(To be done): Your task is to output the entries below word for word.

(Given data):
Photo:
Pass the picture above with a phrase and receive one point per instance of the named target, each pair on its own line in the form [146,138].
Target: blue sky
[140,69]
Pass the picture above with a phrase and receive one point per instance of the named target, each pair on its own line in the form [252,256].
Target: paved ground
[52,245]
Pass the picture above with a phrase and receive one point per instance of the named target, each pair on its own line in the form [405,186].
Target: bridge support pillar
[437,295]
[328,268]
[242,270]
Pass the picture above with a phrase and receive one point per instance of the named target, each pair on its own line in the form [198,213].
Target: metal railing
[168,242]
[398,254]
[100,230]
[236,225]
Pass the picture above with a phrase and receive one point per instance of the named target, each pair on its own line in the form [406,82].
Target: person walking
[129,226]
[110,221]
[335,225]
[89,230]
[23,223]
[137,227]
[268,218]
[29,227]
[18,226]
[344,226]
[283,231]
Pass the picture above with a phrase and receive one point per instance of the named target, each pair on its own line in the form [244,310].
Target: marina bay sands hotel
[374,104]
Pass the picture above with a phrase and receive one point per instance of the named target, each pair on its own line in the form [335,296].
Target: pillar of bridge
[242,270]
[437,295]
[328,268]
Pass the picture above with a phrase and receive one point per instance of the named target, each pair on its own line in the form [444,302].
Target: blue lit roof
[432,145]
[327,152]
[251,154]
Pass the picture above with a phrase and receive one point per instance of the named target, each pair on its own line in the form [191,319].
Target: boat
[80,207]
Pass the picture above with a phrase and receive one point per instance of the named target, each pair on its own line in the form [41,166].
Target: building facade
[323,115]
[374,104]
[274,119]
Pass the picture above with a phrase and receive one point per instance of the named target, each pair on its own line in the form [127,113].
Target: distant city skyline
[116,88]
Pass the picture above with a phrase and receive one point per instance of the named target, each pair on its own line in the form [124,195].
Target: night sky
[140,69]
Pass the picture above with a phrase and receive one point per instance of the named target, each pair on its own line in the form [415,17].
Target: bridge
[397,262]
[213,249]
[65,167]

(Result below):
Photo:
Pass the picture above with a phrase and receive one point per instance of the named target, each pair on its own line in the form [146,138].
Target: blue sky
[140,69]
Pass the picture above with a phrase and receive one point per instance of the named target, each pair on its own line in the form [252,256].
Target: paved ground
[52,245]
Pass the picture above with a phrase and receive one point per instance of the named target, each pair on its own line in the form [405,186].
Target: bridge support pillar
[437,295]
[328,268]
[242,270]
Pass the picture above with a phrase and receive one point per instance of the named target, each pair on its own line in the form [198,213].
Target: metal railing
[168,242]
[398,254]
[100,230]
[236,225]
Pass the picture above with a phrase and receive one point per instance of the named target, each pair on its own line in the form [406,82].
Target: person walking
[129,226]
[110,221]
[335,225]
[89,230]
[23,223]
[137,227]
[268,218]
[29,227]
[18,226]
[344,226]
[283,231]
Pass the picture above with a phrase and receive one point per instance of the named target, each pair on its own line in the form [244,310].
Target: marina bay sands hotel
[374,104]
Pass the picture above with a phrase and receive one point per instance of the named target, each pair on its own line in the form [335,296].
Target: pillar of bridge
[242,270]
[437,295]
[328,268]
Pass the picture above with a phrase and receive one point per instance of the named target, each pair on its own line in the form [444,302].
Target: blue lit roof
[432,145]
[327,152]
[251,154]
Pass the picture above with a phrase and receive one point per instance of the named target, each pair on its own line in the form [191,319].
Target: boat
[80,207]
Pass the picture above with a phrase and receive one point per instance of the named target, each pair on its own line in the form [41,166].
Target: building facade
[323,115]
[374,104]
[274,119]
Pass the picture above with a phrase and receive one point per instance of the named target, each pair on its own line in the form [127,113].
Target: distant city skyline
[116,88]
Pass the picture above with a phrase and receive one point per instance of the named target, each pair on its own line in the form [124,195].
Target: night sky
[140,69]
Pass the picture above with a phrase and receive one point per instance of the named target, each pair on its own line in the form [415,17].
Target: bridge
[397,262]
[213,249]
[65,167]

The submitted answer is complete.